TO-DO LIST
• 1. Return the passage of the 83rd Indiana regiment text from "The 83rd Indiana" to "American Civil War.", copied word for word.
• 2. According to the 83rd Indiana regiment text, between what dates was the regiment active?
• 3. Extend the 83rd Indiana regiment text, picking up after its last sentence.

- Active: September 4, 1862 – June 3, 1865
- Country: United States
- Allegiance: Union
- Branch: Infantry
- Engagements: Yazoo Pass Expedition Battle of Chickasaw Bayou Battle of Arkansas Post Battle of Champion Hill Siege of Vicksburg, May 19 & May 22 assaults Chattanooga campaign Battle of Missionary Ridge Atlanta campaign Battle of Resaca Battle of Dallas Battle of New Hope Church Battle of Allatoona Battle of Kennesaw Mountain Battle of Atlanta Siege of Atlanta Battle of Jonesborough Battle of Lovejoy's Station Sherman's March to the Sea Carolinas campaign Battle of Bentonville

= 83rd Indiana Infantry Regiment =

The 83rd Indiana Infantry Regiment, sometimes called 83rd Indiana Volunteer Infantry Regiment, was an infantry regiment that served in the Union Army during the American Civil War.

Pointing dataset records
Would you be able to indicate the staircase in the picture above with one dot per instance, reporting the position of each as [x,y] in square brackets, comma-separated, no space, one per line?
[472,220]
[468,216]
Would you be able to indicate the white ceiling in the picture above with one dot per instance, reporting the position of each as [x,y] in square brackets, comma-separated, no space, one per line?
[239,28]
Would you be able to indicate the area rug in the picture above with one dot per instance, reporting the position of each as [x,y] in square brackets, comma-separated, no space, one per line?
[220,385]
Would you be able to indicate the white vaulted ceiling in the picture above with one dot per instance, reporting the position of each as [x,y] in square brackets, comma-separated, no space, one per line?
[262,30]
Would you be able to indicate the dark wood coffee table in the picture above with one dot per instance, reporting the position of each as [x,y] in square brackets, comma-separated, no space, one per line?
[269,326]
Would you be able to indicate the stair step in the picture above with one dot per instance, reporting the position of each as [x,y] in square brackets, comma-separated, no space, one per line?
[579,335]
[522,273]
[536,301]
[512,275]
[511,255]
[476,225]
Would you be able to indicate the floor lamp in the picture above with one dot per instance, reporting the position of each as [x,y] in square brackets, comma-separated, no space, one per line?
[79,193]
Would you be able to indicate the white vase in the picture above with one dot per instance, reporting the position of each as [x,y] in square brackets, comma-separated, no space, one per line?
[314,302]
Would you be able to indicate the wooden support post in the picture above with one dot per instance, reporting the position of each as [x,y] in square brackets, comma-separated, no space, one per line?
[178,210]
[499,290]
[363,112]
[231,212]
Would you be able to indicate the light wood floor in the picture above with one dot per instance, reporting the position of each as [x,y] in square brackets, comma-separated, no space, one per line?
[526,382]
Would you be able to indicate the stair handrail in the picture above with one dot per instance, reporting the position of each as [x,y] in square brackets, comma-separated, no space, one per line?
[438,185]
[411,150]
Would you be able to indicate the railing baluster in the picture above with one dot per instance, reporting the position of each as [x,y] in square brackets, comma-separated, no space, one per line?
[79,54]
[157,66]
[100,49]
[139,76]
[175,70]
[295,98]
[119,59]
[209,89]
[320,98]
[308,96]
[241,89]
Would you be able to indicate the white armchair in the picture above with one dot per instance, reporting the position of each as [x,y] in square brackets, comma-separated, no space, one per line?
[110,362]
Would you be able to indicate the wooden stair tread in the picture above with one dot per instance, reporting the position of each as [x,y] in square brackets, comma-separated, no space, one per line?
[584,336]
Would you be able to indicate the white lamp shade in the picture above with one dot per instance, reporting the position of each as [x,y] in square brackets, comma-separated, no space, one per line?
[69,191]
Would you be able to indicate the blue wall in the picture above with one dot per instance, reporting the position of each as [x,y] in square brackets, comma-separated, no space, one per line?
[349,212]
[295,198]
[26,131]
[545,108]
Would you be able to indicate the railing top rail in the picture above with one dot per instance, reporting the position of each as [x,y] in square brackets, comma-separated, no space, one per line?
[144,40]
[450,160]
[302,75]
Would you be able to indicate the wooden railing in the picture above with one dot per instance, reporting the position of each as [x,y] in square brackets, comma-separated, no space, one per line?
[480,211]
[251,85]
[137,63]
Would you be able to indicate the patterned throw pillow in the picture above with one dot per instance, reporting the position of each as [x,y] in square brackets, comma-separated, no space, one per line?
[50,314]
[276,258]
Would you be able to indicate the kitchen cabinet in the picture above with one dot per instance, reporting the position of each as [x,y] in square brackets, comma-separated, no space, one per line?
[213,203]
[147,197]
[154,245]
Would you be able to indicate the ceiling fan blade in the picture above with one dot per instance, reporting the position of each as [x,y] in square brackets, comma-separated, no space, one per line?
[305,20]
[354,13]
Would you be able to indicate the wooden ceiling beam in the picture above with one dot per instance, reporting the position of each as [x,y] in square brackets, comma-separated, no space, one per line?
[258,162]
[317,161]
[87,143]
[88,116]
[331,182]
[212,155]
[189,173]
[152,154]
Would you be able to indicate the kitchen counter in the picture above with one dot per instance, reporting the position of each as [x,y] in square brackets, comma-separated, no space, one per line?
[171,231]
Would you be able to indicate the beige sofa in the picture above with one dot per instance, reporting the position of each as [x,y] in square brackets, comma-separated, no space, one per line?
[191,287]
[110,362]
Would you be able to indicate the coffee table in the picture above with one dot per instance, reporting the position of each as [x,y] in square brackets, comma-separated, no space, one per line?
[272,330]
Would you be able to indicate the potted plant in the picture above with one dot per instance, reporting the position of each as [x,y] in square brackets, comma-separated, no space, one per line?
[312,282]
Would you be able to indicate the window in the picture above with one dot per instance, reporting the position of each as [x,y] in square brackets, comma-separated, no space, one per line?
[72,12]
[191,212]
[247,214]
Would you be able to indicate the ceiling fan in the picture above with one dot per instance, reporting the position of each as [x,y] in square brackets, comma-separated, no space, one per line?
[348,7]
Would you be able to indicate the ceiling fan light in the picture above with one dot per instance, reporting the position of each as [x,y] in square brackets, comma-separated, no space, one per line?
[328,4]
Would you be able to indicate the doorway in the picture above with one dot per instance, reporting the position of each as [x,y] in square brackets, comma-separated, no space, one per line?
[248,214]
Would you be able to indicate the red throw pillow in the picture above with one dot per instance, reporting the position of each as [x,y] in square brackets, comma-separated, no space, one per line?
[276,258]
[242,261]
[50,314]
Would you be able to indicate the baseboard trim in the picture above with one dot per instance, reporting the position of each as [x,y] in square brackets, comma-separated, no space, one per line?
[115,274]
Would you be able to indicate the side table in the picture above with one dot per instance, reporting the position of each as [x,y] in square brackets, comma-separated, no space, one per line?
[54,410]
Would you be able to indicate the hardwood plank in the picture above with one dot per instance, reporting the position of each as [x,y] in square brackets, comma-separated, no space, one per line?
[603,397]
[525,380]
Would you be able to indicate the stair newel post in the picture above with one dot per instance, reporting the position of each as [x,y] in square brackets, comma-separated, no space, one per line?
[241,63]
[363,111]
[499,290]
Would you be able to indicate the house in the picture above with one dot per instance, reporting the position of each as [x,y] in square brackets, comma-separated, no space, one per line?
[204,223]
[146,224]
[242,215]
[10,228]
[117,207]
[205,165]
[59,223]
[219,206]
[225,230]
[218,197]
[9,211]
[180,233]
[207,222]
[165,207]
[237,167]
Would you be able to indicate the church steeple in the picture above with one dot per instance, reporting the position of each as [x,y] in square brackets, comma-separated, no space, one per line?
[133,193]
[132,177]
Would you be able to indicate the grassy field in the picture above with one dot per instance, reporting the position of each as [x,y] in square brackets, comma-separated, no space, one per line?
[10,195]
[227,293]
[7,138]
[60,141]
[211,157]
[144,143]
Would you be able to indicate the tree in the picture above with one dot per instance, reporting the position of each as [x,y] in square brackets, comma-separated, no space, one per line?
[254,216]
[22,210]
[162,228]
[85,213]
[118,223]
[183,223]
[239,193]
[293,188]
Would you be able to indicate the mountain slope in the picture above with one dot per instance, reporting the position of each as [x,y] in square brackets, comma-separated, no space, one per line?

ANSWERS FOR THE EXERCISE
• 1.
The 83rd Indiana Infantry Regiment, sometimes called 83rd Indiana Volunteer Infantry Regiment, was an infantry regiment that served in the Union Army during the American Civil War.

• 2. From September 4, 1862, to June 3, 1865.

• 3.
==Service==
The 83rd Indiana Infantry was organized at Lawrenceburg, Indiana September 4 - November 5, 1862, and mustered in for a three-year enlistment under the command of Colonel Benjamin J. Spooner.

The regiment was attached to 4th Brigade, 5th Division, District of Memphis, Tennessee, XIII Corps, Department of the Tennessee, November 1862. 2nd Brigade, 2nd Division, District of Memphis, XIII Corps, to December 1862. 2nd Brigade, 2nd Division, Sherman's Yazoo Expedition, to January 1863. 2nd Brigade, 2nd Division, XV Corps, Army of the Tennessee, to June 1865.

The 83rd Indiana Infantry mustered out of service on June 3, 1865.

==Detailed service==

===1862===
- Ordered to Memphis, Tennessee and duty there to November 26, 1862.
- "Tallahatchie March" November 26-December 13, 1862.
- Sherman's Yazoo Expedition December 20, 1862 to January 3, 1863.
  - Chickasaw Bayou December 26–28.
  - Chickasaw Bluff December 29.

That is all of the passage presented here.